* Aim: Report each line of the listing that contains the string "lamp", copying every such line in full.

* Raw data:
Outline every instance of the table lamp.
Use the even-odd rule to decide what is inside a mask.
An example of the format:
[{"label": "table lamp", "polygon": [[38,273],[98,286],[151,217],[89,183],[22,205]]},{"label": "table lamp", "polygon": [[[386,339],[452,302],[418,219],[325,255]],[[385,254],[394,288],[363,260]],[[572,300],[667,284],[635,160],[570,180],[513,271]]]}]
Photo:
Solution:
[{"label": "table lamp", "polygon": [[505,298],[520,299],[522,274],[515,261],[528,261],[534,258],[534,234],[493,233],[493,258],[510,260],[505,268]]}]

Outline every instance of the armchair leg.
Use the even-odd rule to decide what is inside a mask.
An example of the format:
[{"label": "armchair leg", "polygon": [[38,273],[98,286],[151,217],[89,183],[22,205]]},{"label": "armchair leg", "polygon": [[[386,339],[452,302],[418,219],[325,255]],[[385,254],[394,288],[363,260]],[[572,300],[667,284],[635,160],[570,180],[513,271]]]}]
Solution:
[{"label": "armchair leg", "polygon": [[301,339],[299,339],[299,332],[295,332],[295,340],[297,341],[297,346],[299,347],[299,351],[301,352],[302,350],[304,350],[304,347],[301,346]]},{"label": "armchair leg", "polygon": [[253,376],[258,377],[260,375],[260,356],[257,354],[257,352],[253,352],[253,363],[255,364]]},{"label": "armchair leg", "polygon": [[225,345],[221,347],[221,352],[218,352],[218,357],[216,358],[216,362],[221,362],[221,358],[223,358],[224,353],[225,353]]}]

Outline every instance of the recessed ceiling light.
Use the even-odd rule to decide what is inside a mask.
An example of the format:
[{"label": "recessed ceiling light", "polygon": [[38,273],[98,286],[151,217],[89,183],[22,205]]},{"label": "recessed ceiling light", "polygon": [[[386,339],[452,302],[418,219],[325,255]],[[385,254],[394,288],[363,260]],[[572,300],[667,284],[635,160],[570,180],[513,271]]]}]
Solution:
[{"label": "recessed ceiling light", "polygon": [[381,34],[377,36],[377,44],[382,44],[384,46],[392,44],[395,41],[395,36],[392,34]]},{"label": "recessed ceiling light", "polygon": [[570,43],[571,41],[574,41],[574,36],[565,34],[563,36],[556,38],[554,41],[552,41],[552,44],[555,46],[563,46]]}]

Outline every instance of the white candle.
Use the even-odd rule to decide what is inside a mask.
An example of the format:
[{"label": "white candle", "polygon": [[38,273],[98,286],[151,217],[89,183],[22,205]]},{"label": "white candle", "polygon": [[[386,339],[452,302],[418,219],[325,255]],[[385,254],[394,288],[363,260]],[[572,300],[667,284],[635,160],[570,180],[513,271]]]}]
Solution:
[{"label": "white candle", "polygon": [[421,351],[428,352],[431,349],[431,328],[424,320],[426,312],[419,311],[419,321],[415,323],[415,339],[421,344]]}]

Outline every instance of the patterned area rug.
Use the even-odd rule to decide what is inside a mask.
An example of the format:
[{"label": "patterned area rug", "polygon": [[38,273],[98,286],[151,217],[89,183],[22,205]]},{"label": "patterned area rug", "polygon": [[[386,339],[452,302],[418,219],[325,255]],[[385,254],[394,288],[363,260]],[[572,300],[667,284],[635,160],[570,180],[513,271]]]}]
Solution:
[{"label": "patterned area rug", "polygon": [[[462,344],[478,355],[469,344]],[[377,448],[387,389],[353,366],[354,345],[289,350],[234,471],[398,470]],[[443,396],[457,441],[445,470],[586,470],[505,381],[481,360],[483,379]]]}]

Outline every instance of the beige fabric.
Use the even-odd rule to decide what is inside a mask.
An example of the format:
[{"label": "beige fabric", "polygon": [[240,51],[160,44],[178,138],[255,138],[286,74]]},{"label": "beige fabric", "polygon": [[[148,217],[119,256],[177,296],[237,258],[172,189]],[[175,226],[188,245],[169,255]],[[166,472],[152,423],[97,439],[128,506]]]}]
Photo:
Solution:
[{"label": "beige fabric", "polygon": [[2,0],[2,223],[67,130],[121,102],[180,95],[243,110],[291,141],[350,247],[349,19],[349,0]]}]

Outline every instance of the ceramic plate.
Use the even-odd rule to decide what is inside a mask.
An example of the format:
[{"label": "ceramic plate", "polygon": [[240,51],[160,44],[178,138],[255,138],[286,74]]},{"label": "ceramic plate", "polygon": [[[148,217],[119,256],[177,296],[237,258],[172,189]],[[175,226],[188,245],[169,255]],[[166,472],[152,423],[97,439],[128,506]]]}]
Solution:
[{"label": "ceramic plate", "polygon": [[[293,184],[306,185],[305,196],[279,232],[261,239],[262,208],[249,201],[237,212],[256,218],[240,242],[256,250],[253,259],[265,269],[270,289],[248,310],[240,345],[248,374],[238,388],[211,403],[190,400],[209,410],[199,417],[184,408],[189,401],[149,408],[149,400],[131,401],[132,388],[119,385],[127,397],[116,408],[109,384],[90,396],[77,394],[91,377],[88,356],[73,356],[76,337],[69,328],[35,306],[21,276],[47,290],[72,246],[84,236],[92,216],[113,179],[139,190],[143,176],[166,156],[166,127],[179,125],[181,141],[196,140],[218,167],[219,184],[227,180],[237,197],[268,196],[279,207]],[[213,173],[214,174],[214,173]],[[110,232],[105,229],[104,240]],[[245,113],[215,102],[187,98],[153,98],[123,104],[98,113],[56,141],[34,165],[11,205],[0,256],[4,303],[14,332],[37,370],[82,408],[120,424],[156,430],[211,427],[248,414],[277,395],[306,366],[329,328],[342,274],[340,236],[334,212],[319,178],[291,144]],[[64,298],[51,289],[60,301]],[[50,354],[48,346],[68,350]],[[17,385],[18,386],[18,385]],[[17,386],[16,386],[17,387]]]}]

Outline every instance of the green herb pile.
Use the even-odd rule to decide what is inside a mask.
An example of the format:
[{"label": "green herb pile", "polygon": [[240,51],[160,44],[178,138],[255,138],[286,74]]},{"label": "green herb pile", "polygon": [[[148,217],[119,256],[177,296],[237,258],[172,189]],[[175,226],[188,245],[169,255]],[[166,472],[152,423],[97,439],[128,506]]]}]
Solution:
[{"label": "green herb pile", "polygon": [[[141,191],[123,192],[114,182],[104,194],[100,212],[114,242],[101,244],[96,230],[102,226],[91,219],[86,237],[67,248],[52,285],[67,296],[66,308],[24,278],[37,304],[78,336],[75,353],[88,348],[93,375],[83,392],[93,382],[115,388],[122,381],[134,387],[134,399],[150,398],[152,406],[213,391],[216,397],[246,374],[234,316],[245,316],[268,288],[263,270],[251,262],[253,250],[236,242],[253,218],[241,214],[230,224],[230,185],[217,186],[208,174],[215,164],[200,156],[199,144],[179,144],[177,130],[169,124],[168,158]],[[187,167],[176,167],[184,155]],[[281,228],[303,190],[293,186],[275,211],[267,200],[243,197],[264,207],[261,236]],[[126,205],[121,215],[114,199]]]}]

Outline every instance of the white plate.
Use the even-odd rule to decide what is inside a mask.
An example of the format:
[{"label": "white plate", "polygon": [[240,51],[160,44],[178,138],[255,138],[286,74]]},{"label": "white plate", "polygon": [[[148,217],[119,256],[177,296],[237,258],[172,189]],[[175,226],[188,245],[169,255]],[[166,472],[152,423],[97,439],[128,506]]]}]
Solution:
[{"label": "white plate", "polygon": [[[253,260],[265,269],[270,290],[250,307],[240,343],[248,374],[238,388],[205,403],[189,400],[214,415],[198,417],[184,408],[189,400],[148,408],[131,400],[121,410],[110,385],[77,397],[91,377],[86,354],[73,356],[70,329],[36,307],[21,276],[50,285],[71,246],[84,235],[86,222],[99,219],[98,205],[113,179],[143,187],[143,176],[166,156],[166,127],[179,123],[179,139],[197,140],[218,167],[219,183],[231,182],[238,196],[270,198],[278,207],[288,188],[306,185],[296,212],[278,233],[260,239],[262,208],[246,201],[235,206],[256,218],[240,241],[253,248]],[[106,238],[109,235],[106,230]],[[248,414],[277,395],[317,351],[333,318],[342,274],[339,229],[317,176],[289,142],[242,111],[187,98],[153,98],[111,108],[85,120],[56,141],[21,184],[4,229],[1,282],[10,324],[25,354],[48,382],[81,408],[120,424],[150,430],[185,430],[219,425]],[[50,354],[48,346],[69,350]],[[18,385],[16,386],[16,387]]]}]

* Result of this task:
Outline every instance of the table lamp.
[{"label": "table lamp", "polygon": [[38,273],[98,286],[151,217],[89,183],[22,205]]},{"label": "table lamp", "polygon": [[[386,339],[452,302],[418,219],[325,255]],[[385,254],[394,288],[363,260]],[[572,300],[667,284],[635,160],[570,180],[513,271]]]}]
[{"label": "table lamp", "polygon": [[505,298],[520,299],[522,274],[515,261],[528,261],[534,258],[534,234],[493,233],[493,258],[510,260],[505,268]]}]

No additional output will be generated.